▸ **TASK GOAL**
Give the part of the items below that opens with the line containing "Where can the blurred" and closes with the line containing "<point>55,97</point>", changing "blurred man in background" to "out-of-focus man in background" and leaving everything else the same.
-- BEGIN DATASET --
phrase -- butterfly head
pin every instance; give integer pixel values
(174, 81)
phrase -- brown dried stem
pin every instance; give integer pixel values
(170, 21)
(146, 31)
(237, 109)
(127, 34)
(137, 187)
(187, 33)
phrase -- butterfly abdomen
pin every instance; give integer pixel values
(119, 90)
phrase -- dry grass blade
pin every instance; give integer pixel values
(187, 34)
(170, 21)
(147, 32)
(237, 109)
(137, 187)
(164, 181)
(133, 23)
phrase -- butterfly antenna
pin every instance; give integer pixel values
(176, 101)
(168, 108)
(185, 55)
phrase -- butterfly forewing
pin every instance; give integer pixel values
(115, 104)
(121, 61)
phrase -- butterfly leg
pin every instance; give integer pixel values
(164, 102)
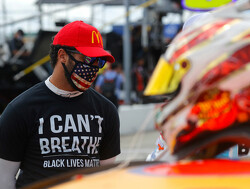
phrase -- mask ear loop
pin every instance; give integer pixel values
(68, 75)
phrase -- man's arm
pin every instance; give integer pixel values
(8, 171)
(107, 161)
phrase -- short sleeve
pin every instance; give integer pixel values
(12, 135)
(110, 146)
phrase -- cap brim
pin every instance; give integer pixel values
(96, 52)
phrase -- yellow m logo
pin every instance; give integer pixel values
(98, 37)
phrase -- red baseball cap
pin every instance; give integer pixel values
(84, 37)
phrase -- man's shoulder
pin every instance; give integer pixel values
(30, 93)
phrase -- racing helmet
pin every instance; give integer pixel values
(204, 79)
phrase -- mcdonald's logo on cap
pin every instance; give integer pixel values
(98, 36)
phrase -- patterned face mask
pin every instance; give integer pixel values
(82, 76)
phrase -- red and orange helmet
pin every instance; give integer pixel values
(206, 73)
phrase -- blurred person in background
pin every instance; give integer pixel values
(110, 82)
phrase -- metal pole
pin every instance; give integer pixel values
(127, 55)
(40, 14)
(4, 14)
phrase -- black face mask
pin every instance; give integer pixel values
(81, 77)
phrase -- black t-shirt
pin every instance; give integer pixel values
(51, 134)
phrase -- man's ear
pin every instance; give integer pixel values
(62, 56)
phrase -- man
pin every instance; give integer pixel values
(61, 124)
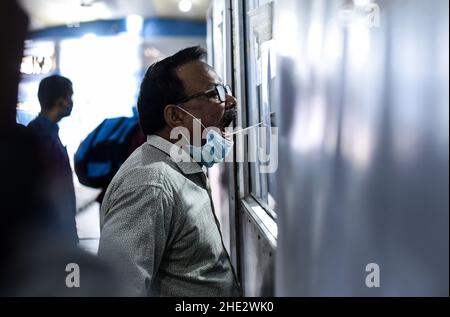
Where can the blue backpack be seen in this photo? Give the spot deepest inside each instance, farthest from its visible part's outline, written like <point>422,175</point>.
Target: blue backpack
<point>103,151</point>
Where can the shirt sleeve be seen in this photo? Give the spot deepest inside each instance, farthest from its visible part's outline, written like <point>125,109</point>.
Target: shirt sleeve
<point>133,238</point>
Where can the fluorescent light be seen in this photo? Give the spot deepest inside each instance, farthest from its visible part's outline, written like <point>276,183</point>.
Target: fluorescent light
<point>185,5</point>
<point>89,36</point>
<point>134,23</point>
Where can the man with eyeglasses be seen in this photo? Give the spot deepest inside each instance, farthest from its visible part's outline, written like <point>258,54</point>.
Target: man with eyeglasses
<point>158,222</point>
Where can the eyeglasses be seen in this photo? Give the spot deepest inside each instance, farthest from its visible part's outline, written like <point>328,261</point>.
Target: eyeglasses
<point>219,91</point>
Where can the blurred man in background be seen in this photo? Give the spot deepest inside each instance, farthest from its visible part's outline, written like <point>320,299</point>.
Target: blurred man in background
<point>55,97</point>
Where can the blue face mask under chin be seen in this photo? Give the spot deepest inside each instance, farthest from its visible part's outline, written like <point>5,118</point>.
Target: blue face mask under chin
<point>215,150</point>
-- END DATASET --
-- BEGIN DATASET --
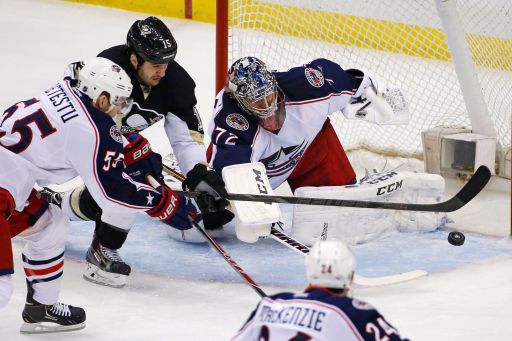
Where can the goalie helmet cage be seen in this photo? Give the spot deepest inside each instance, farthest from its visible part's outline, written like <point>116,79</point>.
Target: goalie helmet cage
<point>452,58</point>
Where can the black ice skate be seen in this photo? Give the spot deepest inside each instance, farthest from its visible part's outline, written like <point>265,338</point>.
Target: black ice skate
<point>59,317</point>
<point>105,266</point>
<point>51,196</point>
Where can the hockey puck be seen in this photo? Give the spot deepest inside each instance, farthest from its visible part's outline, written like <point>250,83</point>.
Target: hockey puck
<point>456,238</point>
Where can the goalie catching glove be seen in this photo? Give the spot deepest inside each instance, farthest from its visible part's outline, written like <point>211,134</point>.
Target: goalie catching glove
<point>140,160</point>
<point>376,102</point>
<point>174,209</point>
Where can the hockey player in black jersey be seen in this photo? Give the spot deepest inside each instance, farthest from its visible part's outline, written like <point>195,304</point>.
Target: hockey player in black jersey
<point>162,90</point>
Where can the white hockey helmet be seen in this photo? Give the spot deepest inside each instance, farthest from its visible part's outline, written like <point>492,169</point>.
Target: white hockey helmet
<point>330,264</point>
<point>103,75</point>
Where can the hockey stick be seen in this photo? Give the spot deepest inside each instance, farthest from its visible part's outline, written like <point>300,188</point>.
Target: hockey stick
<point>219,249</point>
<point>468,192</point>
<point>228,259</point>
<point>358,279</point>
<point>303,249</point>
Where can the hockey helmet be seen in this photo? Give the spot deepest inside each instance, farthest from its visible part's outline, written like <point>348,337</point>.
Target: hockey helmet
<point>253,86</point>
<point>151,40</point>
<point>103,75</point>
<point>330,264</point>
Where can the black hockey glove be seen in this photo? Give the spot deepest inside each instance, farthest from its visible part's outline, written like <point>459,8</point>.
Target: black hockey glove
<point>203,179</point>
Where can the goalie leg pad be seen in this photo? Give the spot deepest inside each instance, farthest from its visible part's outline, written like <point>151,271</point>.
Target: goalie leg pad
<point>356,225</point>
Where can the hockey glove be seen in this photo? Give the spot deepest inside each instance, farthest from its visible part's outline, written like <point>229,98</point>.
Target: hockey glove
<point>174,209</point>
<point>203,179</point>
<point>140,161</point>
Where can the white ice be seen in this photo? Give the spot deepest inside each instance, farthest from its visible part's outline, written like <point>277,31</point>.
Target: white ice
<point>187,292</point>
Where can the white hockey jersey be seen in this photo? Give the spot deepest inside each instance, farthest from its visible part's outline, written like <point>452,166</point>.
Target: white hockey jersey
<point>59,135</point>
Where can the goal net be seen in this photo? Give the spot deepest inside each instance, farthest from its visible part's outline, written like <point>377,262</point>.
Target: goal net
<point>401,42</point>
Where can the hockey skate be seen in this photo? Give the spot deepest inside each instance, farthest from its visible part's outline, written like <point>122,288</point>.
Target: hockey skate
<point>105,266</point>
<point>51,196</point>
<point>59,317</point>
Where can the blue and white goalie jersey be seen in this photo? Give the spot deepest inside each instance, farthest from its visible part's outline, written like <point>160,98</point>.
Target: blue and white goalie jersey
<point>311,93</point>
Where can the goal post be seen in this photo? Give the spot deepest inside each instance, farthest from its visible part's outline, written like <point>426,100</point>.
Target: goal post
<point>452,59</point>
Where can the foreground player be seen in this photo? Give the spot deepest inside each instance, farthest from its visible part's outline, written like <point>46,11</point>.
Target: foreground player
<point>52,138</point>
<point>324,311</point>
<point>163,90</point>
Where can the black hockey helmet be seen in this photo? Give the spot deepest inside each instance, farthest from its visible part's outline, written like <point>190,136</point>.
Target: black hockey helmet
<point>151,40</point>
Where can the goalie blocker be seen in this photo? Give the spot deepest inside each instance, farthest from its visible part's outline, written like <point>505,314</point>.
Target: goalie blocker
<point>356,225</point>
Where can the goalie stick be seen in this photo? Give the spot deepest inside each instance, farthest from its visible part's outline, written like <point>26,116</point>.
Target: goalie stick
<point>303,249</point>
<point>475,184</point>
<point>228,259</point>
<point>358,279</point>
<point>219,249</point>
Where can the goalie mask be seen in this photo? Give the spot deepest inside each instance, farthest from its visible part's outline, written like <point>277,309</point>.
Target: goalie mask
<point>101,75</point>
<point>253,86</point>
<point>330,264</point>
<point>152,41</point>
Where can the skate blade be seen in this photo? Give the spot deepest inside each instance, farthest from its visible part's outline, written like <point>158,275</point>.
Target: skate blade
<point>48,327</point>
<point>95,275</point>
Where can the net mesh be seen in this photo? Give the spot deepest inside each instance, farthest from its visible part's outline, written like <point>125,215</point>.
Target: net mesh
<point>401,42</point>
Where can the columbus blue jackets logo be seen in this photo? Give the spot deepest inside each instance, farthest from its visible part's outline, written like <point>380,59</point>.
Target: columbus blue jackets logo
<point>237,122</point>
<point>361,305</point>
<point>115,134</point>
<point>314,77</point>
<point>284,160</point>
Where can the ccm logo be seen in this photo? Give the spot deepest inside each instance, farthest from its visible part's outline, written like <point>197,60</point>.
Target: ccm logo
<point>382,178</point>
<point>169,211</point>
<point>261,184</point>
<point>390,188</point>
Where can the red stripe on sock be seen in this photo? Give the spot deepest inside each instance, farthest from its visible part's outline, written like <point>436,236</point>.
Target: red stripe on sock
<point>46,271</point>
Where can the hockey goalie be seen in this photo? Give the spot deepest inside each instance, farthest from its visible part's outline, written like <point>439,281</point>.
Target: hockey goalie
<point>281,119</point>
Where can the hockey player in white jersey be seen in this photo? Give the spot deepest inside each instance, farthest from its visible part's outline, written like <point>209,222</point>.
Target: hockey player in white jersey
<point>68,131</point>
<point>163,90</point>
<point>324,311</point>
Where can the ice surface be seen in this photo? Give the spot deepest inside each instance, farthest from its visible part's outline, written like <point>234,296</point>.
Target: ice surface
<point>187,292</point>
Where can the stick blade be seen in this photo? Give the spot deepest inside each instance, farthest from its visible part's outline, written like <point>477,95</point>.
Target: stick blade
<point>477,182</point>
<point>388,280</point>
-- END DATASET --
-- BEGIN DATASET --
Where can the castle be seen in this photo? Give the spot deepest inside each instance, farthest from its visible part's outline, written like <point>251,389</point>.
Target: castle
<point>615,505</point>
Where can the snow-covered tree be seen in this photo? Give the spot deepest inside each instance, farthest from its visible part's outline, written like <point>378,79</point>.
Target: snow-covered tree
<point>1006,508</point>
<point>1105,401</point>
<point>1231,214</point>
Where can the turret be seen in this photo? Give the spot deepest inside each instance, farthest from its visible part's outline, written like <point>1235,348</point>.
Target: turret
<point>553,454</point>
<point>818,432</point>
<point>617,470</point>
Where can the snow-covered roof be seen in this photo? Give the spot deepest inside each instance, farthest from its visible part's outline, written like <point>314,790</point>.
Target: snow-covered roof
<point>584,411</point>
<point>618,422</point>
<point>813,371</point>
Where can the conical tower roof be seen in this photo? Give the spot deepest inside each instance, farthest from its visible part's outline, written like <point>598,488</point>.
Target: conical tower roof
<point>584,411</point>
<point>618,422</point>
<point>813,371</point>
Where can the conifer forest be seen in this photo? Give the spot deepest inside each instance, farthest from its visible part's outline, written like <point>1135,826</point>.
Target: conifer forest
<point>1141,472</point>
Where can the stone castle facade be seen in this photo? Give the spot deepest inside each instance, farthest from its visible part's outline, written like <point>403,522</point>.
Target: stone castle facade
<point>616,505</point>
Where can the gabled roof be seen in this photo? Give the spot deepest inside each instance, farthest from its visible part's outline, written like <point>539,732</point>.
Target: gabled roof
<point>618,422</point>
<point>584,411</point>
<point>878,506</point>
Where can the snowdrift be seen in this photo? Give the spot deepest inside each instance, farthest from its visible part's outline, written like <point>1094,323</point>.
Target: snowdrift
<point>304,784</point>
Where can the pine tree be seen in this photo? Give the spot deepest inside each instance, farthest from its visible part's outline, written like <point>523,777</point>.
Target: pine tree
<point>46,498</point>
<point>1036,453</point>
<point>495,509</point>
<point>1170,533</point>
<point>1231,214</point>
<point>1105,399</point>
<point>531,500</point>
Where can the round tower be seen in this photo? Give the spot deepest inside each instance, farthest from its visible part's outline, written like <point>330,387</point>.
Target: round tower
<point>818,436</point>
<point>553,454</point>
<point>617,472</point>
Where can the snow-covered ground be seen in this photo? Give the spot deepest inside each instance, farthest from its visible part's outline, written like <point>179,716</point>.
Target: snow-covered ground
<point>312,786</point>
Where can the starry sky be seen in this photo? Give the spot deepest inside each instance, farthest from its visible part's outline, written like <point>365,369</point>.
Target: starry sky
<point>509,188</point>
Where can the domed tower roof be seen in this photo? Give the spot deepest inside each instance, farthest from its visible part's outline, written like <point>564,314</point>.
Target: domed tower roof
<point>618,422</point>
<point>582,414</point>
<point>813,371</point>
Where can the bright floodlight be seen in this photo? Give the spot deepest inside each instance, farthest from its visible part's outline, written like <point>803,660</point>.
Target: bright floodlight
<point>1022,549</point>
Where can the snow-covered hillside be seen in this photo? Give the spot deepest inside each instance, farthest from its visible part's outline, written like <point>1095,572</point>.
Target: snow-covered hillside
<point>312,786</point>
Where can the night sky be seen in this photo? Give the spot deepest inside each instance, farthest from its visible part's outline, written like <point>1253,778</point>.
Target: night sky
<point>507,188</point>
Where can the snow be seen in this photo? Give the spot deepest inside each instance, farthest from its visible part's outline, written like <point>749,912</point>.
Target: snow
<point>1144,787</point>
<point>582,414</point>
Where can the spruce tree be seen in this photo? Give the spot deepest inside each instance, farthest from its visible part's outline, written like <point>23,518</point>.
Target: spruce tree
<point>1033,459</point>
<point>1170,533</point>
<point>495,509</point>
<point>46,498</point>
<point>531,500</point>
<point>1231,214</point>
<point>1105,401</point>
-- END DATASET --
▸ **OUTPUT OF THE EXERCISE**
Where can the out-of-focus man in background be seen in this photo? Give the spot deepest inside each instance, farthest from its visible part's outline, written like <point>320,299</point>.
Target: out-of-focus man in background
<point>55,97</point>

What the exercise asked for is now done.